[Dataset excerpt]

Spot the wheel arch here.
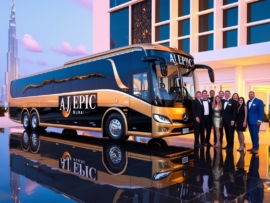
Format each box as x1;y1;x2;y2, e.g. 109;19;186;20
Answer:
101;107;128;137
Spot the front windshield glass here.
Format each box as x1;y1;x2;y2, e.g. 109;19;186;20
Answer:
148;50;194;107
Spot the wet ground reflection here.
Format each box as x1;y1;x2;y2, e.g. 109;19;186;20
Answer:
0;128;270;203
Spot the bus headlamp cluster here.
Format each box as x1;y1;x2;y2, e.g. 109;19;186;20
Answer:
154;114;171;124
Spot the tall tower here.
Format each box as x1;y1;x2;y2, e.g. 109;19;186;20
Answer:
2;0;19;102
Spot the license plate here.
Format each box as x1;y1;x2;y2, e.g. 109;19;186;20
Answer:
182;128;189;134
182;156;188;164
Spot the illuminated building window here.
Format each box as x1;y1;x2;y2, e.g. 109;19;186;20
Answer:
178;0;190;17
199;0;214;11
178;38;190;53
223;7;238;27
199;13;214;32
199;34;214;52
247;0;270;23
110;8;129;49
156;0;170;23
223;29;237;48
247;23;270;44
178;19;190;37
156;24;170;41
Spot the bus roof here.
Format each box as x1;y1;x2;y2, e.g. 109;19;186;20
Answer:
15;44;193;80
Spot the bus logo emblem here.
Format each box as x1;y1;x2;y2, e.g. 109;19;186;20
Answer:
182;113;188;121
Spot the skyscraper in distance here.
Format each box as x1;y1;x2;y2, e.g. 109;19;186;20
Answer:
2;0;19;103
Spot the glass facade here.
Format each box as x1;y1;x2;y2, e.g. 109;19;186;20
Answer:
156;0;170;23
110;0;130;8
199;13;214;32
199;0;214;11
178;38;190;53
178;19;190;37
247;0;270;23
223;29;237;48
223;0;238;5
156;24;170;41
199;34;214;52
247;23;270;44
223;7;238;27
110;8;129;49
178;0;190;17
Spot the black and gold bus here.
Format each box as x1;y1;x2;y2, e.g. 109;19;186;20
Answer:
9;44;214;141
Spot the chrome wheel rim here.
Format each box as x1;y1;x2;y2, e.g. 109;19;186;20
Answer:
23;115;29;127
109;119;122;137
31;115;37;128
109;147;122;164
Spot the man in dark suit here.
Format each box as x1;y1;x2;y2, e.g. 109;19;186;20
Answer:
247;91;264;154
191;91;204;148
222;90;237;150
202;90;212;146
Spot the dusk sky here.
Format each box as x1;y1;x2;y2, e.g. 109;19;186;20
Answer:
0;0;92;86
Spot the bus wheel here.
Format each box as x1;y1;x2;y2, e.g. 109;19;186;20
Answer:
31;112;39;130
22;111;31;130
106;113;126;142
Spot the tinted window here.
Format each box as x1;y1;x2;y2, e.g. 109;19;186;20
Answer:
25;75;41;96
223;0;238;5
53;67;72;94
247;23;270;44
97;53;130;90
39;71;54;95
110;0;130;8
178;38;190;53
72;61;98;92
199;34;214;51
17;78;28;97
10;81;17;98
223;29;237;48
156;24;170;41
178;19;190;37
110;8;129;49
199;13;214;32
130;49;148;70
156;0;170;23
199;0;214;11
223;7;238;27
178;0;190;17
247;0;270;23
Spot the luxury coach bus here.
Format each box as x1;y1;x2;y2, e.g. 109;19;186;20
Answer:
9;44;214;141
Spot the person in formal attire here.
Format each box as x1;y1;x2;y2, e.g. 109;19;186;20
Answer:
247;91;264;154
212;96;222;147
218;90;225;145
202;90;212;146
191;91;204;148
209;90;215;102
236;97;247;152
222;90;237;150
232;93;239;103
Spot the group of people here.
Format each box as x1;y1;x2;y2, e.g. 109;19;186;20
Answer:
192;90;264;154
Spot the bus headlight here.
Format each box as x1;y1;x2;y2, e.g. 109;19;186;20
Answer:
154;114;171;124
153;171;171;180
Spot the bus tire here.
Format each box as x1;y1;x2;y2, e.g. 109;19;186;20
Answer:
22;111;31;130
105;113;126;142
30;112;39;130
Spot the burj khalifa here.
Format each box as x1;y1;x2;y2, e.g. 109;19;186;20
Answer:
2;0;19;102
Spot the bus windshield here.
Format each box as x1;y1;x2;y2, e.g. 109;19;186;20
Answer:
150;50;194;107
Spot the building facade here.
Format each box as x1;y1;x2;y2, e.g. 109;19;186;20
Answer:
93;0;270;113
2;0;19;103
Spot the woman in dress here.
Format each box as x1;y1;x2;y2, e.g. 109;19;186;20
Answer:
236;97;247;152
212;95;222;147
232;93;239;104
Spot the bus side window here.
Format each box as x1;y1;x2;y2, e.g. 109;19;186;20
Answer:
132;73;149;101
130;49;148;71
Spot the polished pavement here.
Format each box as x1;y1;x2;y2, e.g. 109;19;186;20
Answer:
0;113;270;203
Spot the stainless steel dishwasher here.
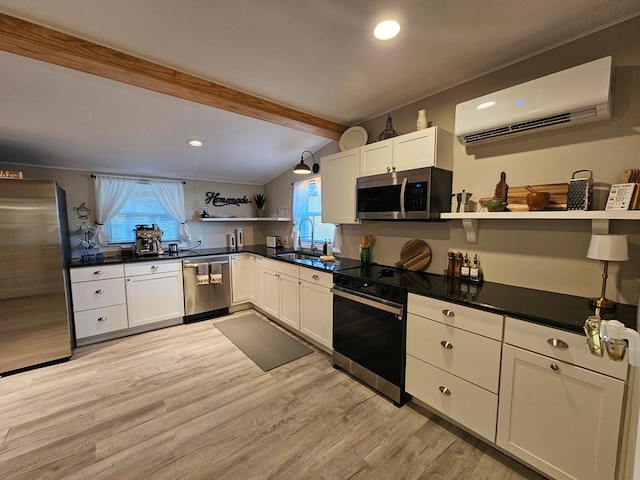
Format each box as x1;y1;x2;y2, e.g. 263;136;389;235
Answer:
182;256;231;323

■ **DIRECTIVE**
Extract the lines above word for word, covering every one of them, and leave the pictures out.

■ **EXERCISE ANSWER**
Spot the wheel arch here.
Format each box as x1;y1;x2;y2, e.g. 109;19;186;20
Answer:
101;107;128;137
Spot the front windshield glass here.
Format each box as x1;y1;x2;y2, e.g. 109;19;186;20
Answer:
148;50;194;107
Spot the wet ground reflection here.
Format each box as x1;y1;x2;y2, e.g. 109;19;186;20
Answer:
0;128;270;203
Spot the bus headlamp cluster here.
Format each box as x1;y1;x2;y2, e.g. 109;19;186;20
Answer:
154;114;171;124
Spot the tall tower here.
Format each box as x1;y1;x2;y2, e.g. 109;19;186;20
Answer:
2;0;19;102
Spot the license plate here.
Format each box as x1;y1;x2;y2, e.g. 109;19;186;20
Answer:
182;128;189;134
182;156;188;164
Spot the illuminated building window here.
Format each box as x1;y1;x2;y2, e.g. 109;19;186;20
Answer:
178;0;190;17
199;0;214;11
178;38;190;53
223;7;238;27
199;13;214;32
199;34;214;52
247;0;270;23
110;8;129;49
156;0;170;23
223;29;237;48
247;23;270;44
178;19;190;37
156;24;170;41
Spot the bus roof here.
Format each box as x1;y1;x2;y2, e.g. 109;19;186;20
Answer:
15;44;193;80
Spot the bus logo emblem here.
Format each box as x1;y1;x2;y2, e.g. 109;19;186;20
Answer:
182;113;188;121
Spot the skyscraper in distance here.
Format each box as x1;y1;x2;y2, e.g. 109;19;186;20
Answer:
2;0;19;103
Spot the glass facade here.
Format each box as x1;y1;x2;y2, e.g. 109;19;186;20
Answer:
156;0;170;23
110;0;130;8
199;13;214;32
199;0;214;11
178;38;190;53
178;19;190;37
247;0;270;23
223;29;237;48
223;0;238;5
156;24;170;41
199;34;214;52
247;23;270;44
223;7;238;27
110;8;129;49
178;0;190;17
Spot the black and gold bus here.
Format each box as x1;y1;x2;y2, e.g. 109;19;186;20
Answer:
9;44;214;141
Spot the chrome wheel rim here.
Format each box as x1;y1;x2;y2, e.g. 109;19;186;20
Answer:
23;115;29;127
109;119;122;137
31;115;37;128
109;147;122;164
Spot the man in dark suit here.
Format each box as x1;y1;x2;y2, e.g. 109;19;186;20
Answer:
247;91;264;154
191;91;204;148
222;90;237;150
202;90;212;146
Spot the dusk sky here.
Format each box as x1;y1;x2;y2, e.g. 109;19;186;20
Answer:
0;0;92;86
Spot the bus wheel here.
Format each box as x1;y1;x2;y2, e.g. 109;19;186;20
Answer:
31;112;39;130
22;111;31;130
106;113;126;142
Spot the tinted window here.
Format each box as x1;y1;x2;y2, e.g. 109;19;186;20
Answer:
25;75;41;96
223;0;238;5
53;67;72;94
247;23;270;44
97;53;130;90
39;71;54;95
110;0;130;8
178;38;190;53
72;61;98;92
199;34;214;51
17;78;28;97
10;81;17;98
223;29;237;48
156;24;170;41
178;19;190;37
110;8;129;49
199;13;214;32
130;49;148;70
156;0;170;23
199;0;214;11
223;7;238;27
178;0;190;17
247;0;270;23
Spot the luxury coach bus here.
Format each box as x1;y1;x2;y2, e.g. 109;19;186;20
Answer:
9;44;214;141
Spot the person in formal attire here.
Format each box as x1;y1;x2;y2, e.g. 109;19;186;20
Answer:
247;91;264;154
212;96;222;147
218;90;225;145
202;90;212;146
191;91;204;148
209;90;215;102
236;97;247;152
222;90;237;150
232;93;239;103
Spot the group of people here.
Format each box as x1;y1;x2;y2, e.g. 109;19;186;20
Answer:
192;90;264;154
Spot the bus headlight here.
Format each box as x1;y1;x2;y2, e.g. 109;19;186;20
Answer:
154;114;171;124
153;171;171;180
Spot the bus tire here.
Format each box as x1;y1;x2;y2, e.g. 109;19;186;20
Answer:
22;111;31;130
105;113;126;142
30;112;39;130
Spot the burj khalifa here.
Format each box as x1;y1;x2;y2, e.g. 109;19;186;20
Answer:
2;0;19;102
Spot the bus windshield here.
Format each box as x1;y1;x2;y2, e.g. 109;19;186;20
Answer:
150;50;194;107
Spot the building facade here.
Format each box as x1;y1;x2;y2, e.g. 109;19;186;20
Answer:
93;0;270;113
2;0;19;103
Spot the woman in dress here.
Format each box as x1;y1;x2;y2, e.g. 109;19;186;20
Answer:
236;97;247;152
212;95;222;147
232;93;239;104
Spot the bus side window here.
Format each box as x1;y1;x2;y2, e.g. 109;19;186;20
Answer:
132;73;149;101
130;49;148;71
Spot the polished pavement here.
Format each box as x1;y1;x2;y2, e.g. 109;19;186;20
Answer:
0;113;270;203
Spot the stainless steel dishwasher here.
Format each box as x1;y1;x2;y2, e.g. 263;136;389;235
Answer:
182;256;231;323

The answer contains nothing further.